**Requisito A**
Indica si cada afirmación coincide con el texto sobre la separación de poderes. Responde sí o no y cita las palabras exactas del texto que lo deciden.
(i) Las bancadas azules se crearon para controlar a los gobiernos.
(ii) El MCRC considera que el Parlamento no debería elegir al presidente del Gobierno.
(iii) Según Francisco de Miranda, si el cuerpo legislativo nombra a los jueces, ya no habrá libertad civil.
**Requisito B**
Contesta brevemente a estas preguntas sobre el texto sobre la separación de poderes:
(i) ¿A quién se atribuye la cita que empieza con «cuando el poder legislativo y el poder ejecutivo se reúnen»?
(ii) ¿En qué tipo de circunscripción debe la nación elegir al presidente del Gobierno, según el MCRC?
(iii) ¿Qué dos fases se interrelacionan en el proceso de creación de una normativa?
**Requisito C**
Escribe la continuación del texto sobre la separación de poderes a partir de su última frase.

Las bancadas azules no se crearon para controlar a los gobiernos, sino para que el Ejecutivo se siente en posición de superioridad dentro del Parlamento. Decía el genio de Montesquieu que «cuando el poder legislativo y el poder ejecutivo se reúnen en la misma persona o el mismo cuerpo, no hay libertad»[1]. Si se otorga a la cámara legislativa la facultad de elegir un pequeño colegio de entre sus miembros y concederle el poder ejecutivo, se aniquila la libertad política. El español Francisco de Miranda lo enunciaba así: «dad al cuerpo legislativo el derecho de nombrar a los miembros del poder ejecutivo y no existirá ya libertad política; si nombra a los jueces ya no habrá libertad civil»[2]. En el Movimiento de Ciudadanos hacia la República Constitucional (MCRC) estamos convencidos de que el Parlamento no debería elegir al presidente del Gobierno, como ocurre en España. Pensamos que es la propia nación la que en circunscripción única nacional debe elegir al presidente del Gobierno. Esto es, establecer la separación de poderes en origen mediante un sistema electoral en el que se elijan a los poderes legislativo y ejecutivo en procedimientos diferentes.
Aunque la teoría de la legislación no sea un tema predilecto de conversación, conviene comprender ciertas dinámicas inherentes a la elaboración de las leyes en España. Dinámicas que incluyen la fragmentación de la competencia legislativa y la interrelación entre las fases prelegislativa y legislativa en el proceso de creación de una normativa, entre otras vicisitudes.

**Datos registrados**
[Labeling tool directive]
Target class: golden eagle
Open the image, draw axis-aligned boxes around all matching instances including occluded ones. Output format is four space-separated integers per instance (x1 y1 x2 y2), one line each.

**Resultado A**
(i) No: «Las bancadas azules no se crearon para controlar a los gobiernos».
(ii) Sí: «estamos convencidos de que el Parlamento no debería elegir al presidente del Gobierno».
(iii) Sí: «si nombra a los jueces ya no habrá libertad civil».

**Resultado B**
(i) A Montesquieu.
(ii) En circunscripción única nacional.
(iii) La fase prelegislativa y la legislativa.

**Resultado C**
En España, el Gobierno tiene un acceso privilegiado a la fase legislativa: sus programas, presentados como proyectos de ley, tienen prioridad en la tramitación parlamentaria y gozan de mayores medios materiales y personales (el Gobierno controla la Administración General del Estado). Los proyectos de ley ocupan una posición privilegiada frente a las proposiciones de ley. Las proposiciones —del órgano legislativo— tienen que ser sometidas al trámite de «toma en consideración» por el Pleno del Congreso, donde suelen ser rechazadas. Los proyectos de ley no están sometidos a este trámite. Tampoco existe, en esta etapa, un periodo de información pública o de audiencia de los sectores que pudieran verse afectados. Existe un predominio de la etapa prelegislativa gubernamental.
La proposición de ley por iniciativa popular está vedada para materias propias de ley orgánica, tributarias o de carácter internacional. Tampoco está previsto que los promotores de una proposición de ley por iniciativa popular puedan defenderla. Por el contrario, el Gobierno sí debe otorgar su conformidad para tramitar cualquier proposición de ley que suponga un aumento o disminución de los ingresos, lo que refuerza la idea nuclear del predominio del Gobierno en el procedimiento legislativo.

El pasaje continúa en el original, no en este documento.